● **What you should do**
Print, please, the line that contains "of the baseball" and each line after it to the end of the entries, unchanged and with nothing else.

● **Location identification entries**
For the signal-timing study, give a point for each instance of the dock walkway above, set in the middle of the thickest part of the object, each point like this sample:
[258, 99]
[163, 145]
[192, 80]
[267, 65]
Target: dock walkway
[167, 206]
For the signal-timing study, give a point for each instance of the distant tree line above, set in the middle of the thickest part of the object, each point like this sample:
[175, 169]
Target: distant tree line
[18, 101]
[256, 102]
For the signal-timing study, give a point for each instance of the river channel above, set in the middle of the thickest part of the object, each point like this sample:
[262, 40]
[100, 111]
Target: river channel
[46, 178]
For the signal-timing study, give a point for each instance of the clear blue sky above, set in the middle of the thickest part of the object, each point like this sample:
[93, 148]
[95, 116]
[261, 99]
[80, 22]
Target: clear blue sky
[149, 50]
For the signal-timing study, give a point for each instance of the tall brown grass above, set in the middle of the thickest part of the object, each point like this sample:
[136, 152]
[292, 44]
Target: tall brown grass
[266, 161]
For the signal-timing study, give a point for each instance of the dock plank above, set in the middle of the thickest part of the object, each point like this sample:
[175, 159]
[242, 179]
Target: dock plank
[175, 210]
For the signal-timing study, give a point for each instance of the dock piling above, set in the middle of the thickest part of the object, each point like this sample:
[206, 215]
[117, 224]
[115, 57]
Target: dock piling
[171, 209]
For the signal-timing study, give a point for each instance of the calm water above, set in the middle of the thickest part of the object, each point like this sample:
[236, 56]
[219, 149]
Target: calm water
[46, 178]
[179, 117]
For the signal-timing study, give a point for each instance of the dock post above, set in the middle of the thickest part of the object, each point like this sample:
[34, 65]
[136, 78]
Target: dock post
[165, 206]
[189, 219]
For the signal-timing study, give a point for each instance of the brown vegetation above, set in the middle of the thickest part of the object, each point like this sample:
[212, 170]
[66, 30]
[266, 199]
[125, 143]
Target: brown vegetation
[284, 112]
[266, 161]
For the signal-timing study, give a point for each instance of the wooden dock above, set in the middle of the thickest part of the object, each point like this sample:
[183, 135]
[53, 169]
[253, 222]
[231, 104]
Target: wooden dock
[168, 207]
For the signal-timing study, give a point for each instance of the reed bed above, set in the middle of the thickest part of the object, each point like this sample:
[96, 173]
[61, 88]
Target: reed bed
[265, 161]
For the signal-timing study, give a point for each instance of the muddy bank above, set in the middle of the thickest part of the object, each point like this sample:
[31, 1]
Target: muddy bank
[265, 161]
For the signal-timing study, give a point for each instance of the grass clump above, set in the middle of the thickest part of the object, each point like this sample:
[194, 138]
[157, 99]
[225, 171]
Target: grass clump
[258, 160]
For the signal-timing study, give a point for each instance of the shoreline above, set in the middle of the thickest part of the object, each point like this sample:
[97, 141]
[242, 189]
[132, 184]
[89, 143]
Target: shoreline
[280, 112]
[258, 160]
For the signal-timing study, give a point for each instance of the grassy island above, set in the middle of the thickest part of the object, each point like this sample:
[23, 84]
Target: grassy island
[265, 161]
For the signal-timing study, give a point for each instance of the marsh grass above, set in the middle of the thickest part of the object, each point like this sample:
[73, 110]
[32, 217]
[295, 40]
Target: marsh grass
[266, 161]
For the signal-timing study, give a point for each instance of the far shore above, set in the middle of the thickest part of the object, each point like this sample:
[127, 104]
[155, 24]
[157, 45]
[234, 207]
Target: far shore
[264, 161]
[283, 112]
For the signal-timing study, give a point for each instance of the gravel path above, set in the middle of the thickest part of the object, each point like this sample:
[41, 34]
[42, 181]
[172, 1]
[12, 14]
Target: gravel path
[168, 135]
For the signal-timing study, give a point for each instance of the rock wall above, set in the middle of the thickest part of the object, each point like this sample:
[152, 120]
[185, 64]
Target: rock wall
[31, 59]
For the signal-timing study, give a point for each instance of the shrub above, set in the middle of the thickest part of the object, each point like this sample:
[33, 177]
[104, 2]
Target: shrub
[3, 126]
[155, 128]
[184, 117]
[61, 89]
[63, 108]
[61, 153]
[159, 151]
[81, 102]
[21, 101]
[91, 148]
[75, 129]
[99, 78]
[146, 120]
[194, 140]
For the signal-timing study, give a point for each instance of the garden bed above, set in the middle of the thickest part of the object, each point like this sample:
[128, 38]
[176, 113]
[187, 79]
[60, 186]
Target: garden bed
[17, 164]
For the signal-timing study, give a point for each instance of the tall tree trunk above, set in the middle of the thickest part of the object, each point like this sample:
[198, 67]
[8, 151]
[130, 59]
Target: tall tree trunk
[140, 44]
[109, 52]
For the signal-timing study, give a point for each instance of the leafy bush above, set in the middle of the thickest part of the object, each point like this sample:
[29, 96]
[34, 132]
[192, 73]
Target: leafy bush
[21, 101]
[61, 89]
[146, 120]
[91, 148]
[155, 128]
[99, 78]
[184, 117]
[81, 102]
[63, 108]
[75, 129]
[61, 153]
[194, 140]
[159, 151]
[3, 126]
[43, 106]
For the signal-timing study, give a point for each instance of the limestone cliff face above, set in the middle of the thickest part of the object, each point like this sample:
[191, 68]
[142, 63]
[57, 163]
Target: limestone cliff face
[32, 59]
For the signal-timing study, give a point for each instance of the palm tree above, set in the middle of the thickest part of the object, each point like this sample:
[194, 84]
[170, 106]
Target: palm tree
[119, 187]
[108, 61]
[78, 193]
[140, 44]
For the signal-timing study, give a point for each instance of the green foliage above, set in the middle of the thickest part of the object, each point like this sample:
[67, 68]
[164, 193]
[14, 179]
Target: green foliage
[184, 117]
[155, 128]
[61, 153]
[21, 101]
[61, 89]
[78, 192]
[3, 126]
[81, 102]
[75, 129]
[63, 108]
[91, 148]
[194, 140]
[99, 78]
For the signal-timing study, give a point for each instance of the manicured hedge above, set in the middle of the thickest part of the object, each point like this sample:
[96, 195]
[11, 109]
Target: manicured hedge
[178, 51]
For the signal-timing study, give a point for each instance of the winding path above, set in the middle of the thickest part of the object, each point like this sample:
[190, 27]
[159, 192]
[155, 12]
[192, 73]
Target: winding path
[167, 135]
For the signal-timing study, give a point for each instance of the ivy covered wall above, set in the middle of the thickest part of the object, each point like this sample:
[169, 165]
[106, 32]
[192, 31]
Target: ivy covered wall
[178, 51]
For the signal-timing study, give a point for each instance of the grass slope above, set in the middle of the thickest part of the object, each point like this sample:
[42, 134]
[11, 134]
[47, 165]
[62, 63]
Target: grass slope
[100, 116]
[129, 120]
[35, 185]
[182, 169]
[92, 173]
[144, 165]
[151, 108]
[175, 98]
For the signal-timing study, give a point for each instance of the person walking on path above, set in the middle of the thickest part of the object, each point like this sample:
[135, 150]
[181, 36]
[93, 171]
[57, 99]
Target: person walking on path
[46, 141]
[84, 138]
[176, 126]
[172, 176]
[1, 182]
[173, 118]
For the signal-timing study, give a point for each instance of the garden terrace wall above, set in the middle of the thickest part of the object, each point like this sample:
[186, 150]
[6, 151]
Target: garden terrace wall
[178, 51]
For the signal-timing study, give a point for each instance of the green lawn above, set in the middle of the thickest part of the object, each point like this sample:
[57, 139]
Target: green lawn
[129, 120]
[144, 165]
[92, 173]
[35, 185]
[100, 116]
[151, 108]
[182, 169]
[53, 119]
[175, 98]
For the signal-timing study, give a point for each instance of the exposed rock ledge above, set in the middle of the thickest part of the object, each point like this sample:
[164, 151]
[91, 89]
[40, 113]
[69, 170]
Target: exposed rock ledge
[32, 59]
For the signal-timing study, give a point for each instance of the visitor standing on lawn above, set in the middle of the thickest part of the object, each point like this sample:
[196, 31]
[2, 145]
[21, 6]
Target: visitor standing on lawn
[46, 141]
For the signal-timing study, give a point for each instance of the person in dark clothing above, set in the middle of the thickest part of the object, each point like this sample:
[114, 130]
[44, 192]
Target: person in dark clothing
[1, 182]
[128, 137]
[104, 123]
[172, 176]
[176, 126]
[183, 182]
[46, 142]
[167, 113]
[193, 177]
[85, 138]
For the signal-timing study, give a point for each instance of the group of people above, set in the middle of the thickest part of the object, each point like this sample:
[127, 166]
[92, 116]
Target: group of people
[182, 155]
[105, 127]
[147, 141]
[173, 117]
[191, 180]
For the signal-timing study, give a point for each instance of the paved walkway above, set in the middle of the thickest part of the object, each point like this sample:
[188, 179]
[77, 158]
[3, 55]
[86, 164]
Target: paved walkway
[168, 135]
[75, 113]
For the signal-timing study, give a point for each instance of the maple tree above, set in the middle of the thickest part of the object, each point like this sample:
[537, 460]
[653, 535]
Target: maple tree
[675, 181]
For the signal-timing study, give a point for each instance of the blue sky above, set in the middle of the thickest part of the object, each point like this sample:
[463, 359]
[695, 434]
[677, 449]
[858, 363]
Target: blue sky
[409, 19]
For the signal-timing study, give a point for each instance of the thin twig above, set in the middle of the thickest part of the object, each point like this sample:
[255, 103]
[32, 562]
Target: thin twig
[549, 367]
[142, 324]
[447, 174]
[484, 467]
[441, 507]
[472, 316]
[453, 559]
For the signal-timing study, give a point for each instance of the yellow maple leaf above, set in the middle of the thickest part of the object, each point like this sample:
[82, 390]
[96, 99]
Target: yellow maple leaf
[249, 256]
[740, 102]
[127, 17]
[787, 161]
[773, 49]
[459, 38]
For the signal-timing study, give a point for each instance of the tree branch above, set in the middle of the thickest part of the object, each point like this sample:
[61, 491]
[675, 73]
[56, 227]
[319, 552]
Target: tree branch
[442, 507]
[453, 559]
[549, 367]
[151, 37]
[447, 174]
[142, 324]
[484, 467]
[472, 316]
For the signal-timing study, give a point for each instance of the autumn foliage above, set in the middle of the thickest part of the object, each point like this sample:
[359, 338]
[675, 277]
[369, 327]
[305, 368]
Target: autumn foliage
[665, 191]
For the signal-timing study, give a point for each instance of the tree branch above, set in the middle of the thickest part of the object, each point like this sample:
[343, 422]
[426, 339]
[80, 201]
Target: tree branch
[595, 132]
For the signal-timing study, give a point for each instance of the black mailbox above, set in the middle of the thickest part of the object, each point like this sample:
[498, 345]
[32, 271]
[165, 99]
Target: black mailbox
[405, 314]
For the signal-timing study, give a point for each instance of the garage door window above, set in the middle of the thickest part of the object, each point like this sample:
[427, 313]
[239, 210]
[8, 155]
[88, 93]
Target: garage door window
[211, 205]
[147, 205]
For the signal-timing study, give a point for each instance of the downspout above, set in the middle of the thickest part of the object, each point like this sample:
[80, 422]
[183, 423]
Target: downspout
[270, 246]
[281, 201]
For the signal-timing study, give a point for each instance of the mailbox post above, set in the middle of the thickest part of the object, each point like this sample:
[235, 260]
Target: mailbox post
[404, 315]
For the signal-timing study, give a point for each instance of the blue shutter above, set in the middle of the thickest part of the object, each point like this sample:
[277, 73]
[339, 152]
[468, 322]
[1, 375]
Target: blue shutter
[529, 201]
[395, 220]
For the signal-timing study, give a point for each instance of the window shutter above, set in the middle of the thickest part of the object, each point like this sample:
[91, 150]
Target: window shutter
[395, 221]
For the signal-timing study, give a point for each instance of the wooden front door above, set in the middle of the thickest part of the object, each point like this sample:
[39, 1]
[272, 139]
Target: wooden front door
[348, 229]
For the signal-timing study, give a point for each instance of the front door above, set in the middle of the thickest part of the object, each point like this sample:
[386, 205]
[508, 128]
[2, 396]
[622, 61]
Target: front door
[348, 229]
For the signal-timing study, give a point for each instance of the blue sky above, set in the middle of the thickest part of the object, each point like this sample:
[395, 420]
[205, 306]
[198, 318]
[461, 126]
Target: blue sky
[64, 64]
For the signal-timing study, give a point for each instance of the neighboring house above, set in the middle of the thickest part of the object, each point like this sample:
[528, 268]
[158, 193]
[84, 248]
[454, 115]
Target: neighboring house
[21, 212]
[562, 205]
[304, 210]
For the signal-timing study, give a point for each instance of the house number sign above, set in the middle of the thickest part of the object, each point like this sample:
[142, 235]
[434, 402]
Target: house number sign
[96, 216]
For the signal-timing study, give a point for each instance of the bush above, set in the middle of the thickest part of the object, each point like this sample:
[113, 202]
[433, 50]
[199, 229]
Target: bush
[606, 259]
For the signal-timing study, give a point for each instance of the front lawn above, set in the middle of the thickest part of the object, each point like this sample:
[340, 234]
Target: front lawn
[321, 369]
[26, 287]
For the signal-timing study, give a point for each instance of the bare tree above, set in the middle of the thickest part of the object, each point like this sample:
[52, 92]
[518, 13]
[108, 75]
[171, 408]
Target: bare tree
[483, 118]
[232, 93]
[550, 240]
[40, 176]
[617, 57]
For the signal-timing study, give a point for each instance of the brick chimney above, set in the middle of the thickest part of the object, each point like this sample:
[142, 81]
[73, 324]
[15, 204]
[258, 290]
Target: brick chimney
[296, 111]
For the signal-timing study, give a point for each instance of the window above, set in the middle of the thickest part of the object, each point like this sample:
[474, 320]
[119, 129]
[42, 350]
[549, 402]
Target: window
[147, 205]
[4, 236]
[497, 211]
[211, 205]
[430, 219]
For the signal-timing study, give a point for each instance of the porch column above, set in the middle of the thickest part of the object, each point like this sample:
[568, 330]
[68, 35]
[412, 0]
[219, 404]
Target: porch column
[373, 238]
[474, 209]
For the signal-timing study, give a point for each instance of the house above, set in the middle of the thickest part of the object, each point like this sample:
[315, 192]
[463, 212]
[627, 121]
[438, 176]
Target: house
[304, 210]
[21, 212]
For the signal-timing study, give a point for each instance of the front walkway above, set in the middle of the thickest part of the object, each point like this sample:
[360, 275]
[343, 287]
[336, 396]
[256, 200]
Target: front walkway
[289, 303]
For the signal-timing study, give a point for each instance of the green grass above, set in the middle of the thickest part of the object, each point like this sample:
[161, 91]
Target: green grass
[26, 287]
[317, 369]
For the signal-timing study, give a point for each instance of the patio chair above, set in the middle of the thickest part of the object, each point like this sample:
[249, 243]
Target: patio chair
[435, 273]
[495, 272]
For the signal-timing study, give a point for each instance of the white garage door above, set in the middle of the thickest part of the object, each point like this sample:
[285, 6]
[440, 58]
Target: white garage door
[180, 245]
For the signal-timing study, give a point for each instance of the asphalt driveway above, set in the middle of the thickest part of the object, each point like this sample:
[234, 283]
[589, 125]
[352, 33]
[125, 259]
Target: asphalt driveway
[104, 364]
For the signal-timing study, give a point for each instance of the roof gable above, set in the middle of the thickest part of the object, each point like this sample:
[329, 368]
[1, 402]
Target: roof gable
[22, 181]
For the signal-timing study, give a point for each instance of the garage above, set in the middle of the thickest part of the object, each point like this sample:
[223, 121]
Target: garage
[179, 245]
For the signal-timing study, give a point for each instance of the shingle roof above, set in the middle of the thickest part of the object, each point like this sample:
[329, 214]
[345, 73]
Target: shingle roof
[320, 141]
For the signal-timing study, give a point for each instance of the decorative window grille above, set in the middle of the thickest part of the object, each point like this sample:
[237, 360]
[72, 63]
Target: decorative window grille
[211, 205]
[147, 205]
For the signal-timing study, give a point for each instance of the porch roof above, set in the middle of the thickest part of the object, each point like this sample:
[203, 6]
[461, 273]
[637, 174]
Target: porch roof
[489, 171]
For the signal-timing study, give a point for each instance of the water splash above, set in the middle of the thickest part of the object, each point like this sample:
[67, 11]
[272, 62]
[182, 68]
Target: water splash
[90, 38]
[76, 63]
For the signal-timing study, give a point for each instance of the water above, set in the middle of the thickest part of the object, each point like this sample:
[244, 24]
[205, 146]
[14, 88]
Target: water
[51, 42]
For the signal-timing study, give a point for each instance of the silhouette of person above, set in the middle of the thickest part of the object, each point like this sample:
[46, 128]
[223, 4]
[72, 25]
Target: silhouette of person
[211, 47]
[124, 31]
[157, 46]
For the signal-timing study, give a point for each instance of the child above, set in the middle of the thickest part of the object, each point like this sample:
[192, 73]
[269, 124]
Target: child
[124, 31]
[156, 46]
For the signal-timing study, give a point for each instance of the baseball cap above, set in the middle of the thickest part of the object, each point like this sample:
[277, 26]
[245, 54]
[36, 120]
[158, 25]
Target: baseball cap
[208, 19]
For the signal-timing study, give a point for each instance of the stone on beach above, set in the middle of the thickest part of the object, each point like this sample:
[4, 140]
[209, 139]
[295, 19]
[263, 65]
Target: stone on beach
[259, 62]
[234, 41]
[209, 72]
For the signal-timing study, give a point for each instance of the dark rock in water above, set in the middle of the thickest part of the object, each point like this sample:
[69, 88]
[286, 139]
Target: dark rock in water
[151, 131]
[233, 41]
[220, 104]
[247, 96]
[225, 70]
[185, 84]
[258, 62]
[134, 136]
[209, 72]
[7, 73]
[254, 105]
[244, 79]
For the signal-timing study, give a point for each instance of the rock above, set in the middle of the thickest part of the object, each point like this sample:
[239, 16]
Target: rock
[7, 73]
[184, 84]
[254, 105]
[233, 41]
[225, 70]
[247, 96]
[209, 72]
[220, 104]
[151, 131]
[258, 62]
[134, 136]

● **Solution**
For the signal-timing study, give a point for each instance of the baseball cap above, set in the middle of the thickest part of the object, each point like this sample:
[277, 26]
[245, 54]
[36, 120]
[158, 25]
Target: baseball cap
[208, 19]
For the signal-timing study, give a point for each instance of the stone on beach above, set in the middle of the thickest part of the object, each point like this sample:
[4, 140]
[209, 139]
[295, 19]
[263, 65]
Target: stone on beach
[259, 62]
[234, 41]
[209, 72]
For the signal-timing study, give a point for each instance of the dark rock in water above, set in the middle of the thickest part of the object, each point like this sample:
[69, 88]
[286, 139]
Target: dark rock in water
[151, 131]
[233, 41]
[220, 104]
[247, 96]
[225, 70]
[185, 84]
[258, 62]
[134, 136]
[209, 72]
[7, 73]
[254, 105]
[244, 79]
For the signal-timing study, give a point for each instance of the rock above, set in the middle of the thickest part of the object, each point like this sample:
[239, 16]
Target: rock
[7, 73]
[184, 84]
[254, 105]
[233, 41]
[225, 70]
[247, 96]
[209, 72]
[220, 104]
[151, 131]
[258, 62]
[134, 136]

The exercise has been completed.